Work to be completed
Put every line of the data below into a Markdown table with the columns Row and Line. Number the rows and leave out blank lines.

───── Listed records ─────

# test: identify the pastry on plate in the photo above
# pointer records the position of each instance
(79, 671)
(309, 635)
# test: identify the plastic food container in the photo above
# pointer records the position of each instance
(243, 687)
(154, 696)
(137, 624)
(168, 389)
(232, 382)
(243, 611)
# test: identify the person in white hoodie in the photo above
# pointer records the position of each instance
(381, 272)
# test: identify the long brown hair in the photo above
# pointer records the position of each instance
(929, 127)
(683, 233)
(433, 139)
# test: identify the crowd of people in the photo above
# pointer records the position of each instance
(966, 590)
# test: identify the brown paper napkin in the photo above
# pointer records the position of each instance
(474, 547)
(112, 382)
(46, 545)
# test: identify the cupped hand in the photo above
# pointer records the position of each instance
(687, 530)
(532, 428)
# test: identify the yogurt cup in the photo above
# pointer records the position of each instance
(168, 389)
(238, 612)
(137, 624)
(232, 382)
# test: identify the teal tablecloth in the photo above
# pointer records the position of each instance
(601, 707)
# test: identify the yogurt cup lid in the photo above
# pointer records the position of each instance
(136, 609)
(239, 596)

─────

Exercise response
| Row | Line |
|---|---|
| 1 | # test: identify the pastry on plate in the photo above |
| 2 | # pointer records the position of each instance |
| 3 | (79, 671) |
| 4 | (309, 635) |
| 5 | # test: identify the plastic food container in the photo above |
| 6 | # pointer records the position of each instance |
| 7 | (243, 687) |
| 8 | (154, 696) |
| 9 | (137, 624) |
| 10 | (168, 389) |
| 11 | (232, 382) |
| 12 | (243, 611) |
| 13 | # test: identify the person in white hoodie in the photo above |
| 14 | # pointer records the position of each instance |
| 15 | (381, 272) |
| 16 | # test: identify the long brown hair in the photo above |
| 17 | # pointer records the position of each instance |
| 18 | (929, 127) |
| 19 | (683, 233) |
| 20 | (433, 139) |
| 21 | # test: identify the crowd of people in the photo above |
| 22 | # pointer records the position of each instance |
| 23 | (966, 590) |
| 24 | # test: identify the brown paper napkin in the photo above |
| 25 | # pointer records the position of each instance |
| 26 | (474, 547) |
| 27 | (112, 382) |
| 28 | (46, 545) |
| 29 | # test: identify the cupped hand in the photo above |
| 30 | # pointer records the position of each instance |
| 31 | (687, 530) |
| 32 | (532, 428) |
| 33 | # test: identify the yogurt cup in the photo above |
| 34 | # pointer records the position of each instance |
| 35 | (168, 389) |
| 36 | (238, 612) |
| 37 | (137, 624) |
| 38 | (232, 382) |
| 39 | # test: identify the teal tablecloth in the photo above |
| 40 | # pointer records the position of each instance |
| 41 | (601, 707) |
| 42 | # test: identify the yogurt cup lid in the photo above |
| 43 | # pointer records the position of each instance |
| 44 | (136, 609) |
| 45 | (239, 596) |